**DATA FOR THIS TASK**
= = =

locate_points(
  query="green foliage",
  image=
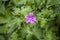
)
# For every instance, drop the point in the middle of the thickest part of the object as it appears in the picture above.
(14, 27)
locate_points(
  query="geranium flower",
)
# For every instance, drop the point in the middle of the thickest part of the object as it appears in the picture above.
(30, 18)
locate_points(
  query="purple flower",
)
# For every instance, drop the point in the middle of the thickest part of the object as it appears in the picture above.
(30, 18)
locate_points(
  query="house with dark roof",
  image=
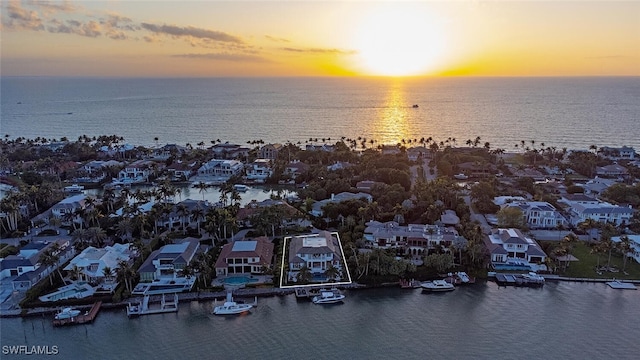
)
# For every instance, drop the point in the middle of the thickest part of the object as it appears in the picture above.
(538, 214)
(269, 151)
(92, 261)
(296, 168)
(66, 209)
(613, 170)
(245, 257)
(512, 244)
(166, 262)
(26, 267)
(622, 153)
(229, 151)
(601, 212)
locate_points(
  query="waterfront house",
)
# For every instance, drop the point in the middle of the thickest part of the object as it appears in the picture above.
(295, 169)
(229, 151)
(269, 151)
(316, 252)
(92, 261)
(601, 212)
(622, 153)
(166, 262)
(323, 147)
(611, 171)
(418, 153)
(26, 268)
(538, 214)
(136, 172)
(413, 239)
(181, 171)
(511, 244)
(316, 208)
(221, 170)
(259, 170)
(67, 209)
(390, 149)
(245, 257)
(597, 185)
(572, 199)
(165, 152)
(635, 246)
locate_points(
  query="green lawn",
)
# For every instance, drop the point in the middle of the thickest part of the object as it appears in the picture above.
(586, 265)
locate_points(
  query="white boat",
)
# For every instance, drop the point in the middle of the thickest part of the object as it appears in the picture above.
(75, 188)
(464, 278)
(241, 187)
(67, 313)
(231, 307)
(143, 307)
(532, 276)
(617, 284)
(328, 297)
(437, 285)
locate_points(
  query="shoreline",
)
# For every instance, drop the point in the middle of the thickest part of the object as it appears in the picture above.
(254, 292)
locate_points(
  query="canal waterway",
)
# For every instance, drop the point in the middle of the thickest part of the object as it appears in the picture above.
(562, 320)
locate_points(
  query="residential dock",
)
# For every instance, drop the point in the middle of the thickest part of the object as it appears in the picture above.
(87, 317)
(143, 308)
(617, 284)
(306, 292)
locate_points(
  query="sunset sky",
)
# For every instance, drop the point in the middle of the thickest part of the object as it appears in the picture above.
(328, 38)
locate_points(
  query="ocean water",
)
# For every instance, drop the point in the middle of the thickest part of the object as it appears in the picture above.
(560, 112)
(482, 321)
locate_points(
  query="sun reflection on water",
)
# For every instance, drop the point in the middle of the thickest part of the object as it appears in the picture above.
(393, 123)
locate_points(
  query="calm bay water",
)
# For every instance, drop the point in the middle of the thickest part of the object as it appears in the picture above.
(561, 112)
(559, 321)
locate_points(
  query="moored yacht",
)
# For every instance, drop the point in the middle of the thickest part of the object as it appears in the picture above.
(231, 307)
(437, 285)
(328, 297)
(67, 313)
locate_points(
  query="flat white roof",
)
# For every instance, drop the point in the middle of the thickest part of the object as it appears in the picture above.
(314, 242)
(249, 245)
(174, 248)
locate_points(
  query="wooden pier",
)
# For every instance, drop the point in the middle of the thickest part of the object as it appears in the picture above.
(87, 317)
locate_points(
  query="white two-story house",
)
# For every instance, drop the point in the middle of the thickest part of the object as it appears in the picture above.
(168, 261)
(259, 170)
(222, 170)
(316, 252)
(136, 172)
(508, 244)
(539, 214)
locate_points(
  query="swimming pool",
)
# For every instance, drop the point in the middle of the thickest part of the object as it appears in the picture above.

= = =

Transcribe the full listing above exactly as it stands, minus the pictures.

**SOLUTION**
locate_points(
  query="green foliage",
  image=
)
# For every instance, drop the point in the middle of the thickest part of the object as it appears in the picture above.
(14, 27)
locate_points(
  query="geranium flower",
)
# For every instance, drop the point in the middle of the thickest part of the object as it appears in the picture above.
(30, 18)
locate_points(
  query="purple flower",
)
# For every instance, drop the point in the middle of the thickest part of the object as it appears in the picture above.
(30, 18)
locate_points(
  query="house with dark roof",
  image=
)
# For every instance, drop the point in the middle of the thickest part of the object as it appears in the picture above.
(538, 214)
(269, 151)
(92, 261)
(296, 168)
(66, 209)
(613, 170)
(245, 257)
(512, 244)
(166, 262)
(26, 267)
(622, 153)
(229, 151)
(601, 212)
locate_points(
  query="waterfront house",
)
# For every instance, drop the point in the middle of the thickest part of the object as it appears in the picture above.
(295, 169)
(229, 151)
(269, 151)
(316, 252)
(92, 261)
(601, 212)
(622, 153)
(166, 262)
(323, 147)
(611, 171)
(418, 153)
(26, 268)
(538, 214)
(136, 172)
(413, 239)
(181, 171)
(511, 244)
(316, 208)
(221, 170)
(259, 170)
(67, 209)
(390, 149)
(245, 257)
(597, 185)
(572, 199)
(165, 152)
(635, 246)
locate_points(
  query="green lawn",
)
# For every instance, drop the point in the middle of the thickest part of the object as it appears in the picture above.
(586, 265)
locate_points(
  query="white boat",
)
# For every instance, drop the point in the middle of the thickest part of the object as it appears in the picture above.
(75, 188)
(464, 278)
(241, 187)
(67, 313)
(231, 307)
(143, 307)
(532, 276)
(617, 284)
(328, 297)
(437, 285)
locate_points(
  query="shoreline",
)
# For every instance, drop the point in the middle of the thickest part of the object as it appears in the picture above.
(254, 292)
locate_points(
  query="canal waterway",
)
# For every instance, drop the point in the middle of the thickest part of the object as it appears in the picture above.
(562, 320)
locate_points(
  query="residential dock",
)
# For every instance, drop the point in the middle of the thickest part of the object as it appears in the picture above.
(87, 317)
(143, 308)
(617, 284)
(306, 292)
locate_points(
  query="sunset sky",
)
# For every instance, drop the point in the middle of the thickest part of the object as it appears in the picture above.
(328, 38)
locate_points(
  query="ocean water",
)
# For every instance, drop the point in the middle of the thickest part of the object as it appears in the picture above.
(560, 112)
(482, 321)
locate_points(
  query="sun reflection on water",
)
# For every instance, drop the point in the middle of the thickest part of the object as it appears in the picture above.
(393, 123)
locate_points(
  query="calm bay water",
)
# For every instance, drop the point in the middle of the thickest part of the object as it appears in the picture above.
(561, 112)
(559, 321)
locate_points(
  query="moored yacht",
)
# For every instance, drop the point in the middle of the thickest part of the object as it appears in the picture above.
(231, 307)
(437, 285)
(328, 297)
(67, 313)
locate_points(
  query="flat white roof",
)
# For every instance, drop the point in the middle of the thickest part of the object as it appears in the picture above.
(314, 242)
(249, 245)
(174, 248)
locate_points(
  query="wooden pier",
)
# For every instance, drop the point in the middle of the thickest part of the object as it appears in the picture above.
(87, 317)
locate_points(
  query="white two-story house",
)
# For every instance, drop the point in the middle of the thickest part of the object as it appears in the picture above.
(168, 261)
(259, 170)
(222, 170)
(316, 252)
(136, 172)
(508, 244)
(539, 214)
locate_points(
  query="swimming pool",
)
# For every instance, drop the point in the middle of the thickest part of the object as it appears in the picture above.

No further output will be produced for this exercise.